··· DATOS PROPORCIONADOS

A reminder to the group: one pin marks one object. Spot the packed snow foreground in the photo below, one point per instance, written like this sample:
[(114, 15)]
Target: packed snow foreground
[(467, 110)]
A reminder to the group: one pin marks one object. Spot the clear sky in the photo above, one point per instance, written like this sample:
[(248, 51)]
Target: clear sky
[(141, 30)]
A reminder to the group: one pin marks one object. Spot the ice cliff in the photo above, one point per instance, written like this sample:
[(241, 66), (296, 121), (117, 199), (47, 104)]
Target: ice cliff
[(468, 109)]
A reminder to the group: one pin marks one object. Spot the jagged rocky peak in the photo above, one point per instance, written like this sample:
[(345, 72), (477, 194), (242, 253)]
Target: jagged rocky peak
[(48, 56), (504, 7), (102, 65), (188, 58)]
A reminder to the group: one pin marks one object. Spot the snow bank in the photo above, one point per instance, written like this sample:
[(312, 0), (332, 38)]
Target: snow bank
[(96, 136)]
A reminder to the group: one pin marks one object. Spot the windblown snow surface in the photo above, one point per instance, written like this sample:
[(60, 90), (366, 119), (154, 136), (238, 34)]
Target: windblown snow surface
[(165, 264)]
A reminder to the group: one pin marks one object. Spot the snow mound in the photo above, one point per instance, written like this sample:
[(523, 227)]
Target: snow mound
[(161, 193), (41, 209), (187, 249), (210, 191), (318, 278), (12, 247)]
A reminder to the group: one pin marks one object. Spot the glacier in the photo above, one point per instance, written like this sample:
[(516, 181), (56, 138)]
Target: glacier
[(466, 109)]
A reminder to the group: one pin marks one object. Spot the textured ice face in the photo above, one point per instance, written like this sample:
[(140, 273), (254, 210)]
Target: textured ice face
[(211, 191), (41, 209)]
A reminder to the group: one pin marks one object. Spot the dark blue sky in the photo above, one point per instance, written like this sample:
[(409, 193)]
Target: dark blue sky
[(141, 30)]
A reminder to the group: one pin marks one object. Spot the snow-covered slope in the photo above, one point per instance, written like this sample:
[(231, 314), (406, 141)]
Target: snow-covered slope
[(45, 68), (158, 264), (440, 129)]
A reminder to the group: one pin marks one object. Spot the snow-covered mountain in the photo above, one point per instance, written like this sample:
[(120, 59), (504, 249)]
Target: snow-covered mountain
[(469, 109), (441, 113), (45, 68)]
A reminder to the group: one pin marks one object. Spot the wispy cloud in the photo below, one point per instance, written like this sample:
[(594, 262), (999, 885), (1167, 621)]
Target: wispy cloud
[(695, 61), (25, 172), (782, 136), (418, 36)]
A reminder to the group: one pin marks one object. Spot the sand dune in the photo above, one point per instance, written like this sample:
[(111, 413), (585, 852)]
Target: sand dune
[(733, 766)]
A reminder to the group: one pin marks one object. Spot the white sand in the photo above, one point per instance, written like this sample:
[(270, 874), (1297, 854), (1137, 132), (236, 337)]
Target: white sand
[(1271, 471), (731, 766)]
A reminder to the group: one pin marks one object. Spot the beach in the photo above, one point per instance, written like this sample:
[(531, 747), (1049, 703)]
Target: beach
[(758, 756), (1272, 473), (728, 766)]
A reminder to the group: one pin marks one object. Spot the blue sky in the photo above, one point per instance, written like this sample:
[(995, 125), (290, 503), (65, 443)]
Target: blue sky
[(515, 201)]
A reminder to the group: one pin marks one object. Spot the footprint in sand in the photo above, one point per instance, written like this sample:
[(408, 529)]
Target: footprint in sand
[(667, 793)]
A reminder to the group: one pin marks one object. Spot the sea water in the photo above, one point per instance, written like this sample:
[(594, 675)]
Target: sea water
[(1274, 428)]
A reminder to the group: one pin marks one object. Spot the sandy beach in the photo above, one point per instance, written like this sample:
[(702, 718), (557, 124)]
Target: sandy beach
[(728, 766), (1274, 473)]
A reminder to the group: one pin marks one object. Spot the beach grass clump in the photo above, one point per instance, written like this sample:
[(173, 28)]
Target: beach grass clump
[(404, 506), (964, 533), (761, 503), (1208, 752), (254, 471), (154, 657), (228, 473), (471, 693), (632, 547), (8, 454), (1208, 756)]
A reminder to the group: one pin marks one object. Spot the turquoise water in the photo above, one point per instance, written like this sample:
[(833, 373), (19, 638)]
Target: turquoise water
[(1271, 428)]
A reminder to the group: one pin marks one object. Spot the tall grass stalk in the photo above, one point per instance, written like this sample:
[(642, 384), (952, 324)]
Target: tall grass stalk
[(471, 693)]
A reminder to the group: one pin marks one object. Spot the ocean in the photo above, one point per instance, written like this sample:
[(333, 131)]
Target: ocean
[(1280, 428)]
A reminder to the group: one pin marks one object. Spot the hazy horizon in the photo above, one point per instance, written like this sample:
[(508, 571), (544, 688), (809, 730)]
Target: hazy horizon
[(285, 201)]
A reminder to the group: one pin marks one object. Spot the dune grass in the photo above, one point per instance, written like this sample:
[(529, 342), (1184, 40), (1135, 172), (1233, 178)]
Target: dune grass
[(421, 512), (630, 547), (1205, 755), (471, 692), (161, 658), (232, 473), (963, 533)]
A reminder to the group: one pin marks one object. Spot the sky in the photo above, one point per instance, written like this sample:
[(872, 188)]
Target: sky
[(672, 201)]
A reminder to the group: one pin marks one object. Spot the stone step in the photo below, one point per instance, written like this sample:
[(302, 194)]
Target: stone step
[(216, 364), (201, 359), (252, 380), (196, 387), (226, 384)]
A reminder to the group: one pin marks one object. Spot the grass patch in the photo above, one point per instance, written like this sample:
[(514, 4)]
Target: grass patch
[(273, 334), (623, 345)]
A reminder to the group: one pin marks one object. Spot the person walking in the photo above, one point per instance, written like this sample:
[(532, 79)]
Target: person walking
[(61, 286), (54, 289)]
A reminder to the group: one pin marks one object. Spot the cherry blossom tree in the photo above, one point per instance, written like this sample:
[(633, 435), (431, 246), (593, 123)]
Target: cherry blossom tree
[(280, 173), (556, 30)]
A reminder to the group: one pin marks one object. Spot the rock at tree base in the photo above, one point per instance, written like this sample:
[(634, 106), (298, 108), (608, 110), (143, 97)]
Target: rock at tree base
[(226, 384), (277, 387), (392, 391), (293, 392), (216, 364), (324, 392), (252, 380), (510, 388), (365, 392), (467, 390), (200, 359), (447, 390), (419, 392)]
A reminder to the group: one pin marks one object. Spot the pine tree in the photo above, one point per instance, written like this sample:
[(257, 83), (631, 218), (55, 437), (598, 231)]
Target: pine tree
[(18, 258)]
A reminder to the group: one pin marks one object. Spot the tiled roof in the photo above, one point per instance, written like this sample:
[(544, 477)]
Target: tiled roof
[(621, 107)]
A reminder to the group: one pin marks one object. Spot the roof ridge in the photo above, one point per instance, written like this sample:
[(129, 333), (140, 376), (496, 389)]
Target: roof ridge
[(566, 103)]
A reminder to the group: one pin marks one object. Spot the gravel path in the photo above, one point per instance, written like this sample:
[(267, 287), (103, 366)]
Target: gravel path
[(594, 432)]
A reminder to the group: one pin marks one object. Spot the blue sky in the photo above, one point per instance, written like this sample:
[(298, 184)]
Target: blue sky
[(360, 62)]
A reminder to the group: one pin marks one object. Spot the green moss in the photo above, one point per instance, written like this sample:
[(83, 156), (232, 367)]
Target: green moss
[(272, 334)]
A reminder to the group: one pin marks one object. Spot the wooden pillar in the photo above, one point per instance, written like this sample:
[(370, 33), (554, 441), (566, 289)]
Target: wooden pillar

······

OBJETIVO INDICADO.
Transcribe sin cambios los registros de arriba, desde el comienzo hasta la línea que contiene "[(165, 264)]", ambas incluidas.

RESULTADO FINAL.
A reminder to the group: one pin marks one object. Spot the packed snow foreground in the photo below, one point per instance, written like this sample:
[(114, 15)]
Target: packed snow foreground
[(467, 110)]
A reminder to the group: one pin marks one object. Spot the clear sky in the photo above, one point per instance, written like this sample:
[(248, 51)]
Target: clear sky
[(141, 30)]
A reminder to the group: one pin marks one object. Spot the ice cliff in the photo above, one point per instance, written like this sample:
[(241, 66), (296, 121), (117, 199), (47, 104)]
Target: ice cliff
[(468, 109)]
A reminder to the group: one pin marks one object. Spot the jagged rocky peak in the photo above, one point per instance, written like this sample:
[(345, 72), (477, 194), (242, 253)]
Target: jagged rocky peak
[(48, 56), (504, 7), (102, 65), (188, 58)]
A reminder to the group: one pin marks one object. Spot the snow bank in the photo above, one point per instance, written like this sample:
[(312, 0), (332, 38)]
Target: snow bank
[(96, 136)]
A reminder to the group: one pin marks one object. Spot the windblown snow surface in the photo above, one point per instance, written like this sample:
[(60, 90), (366, 119), (154, 136), (238, 34)]
Target: windblown snow surface
[(165, 264)]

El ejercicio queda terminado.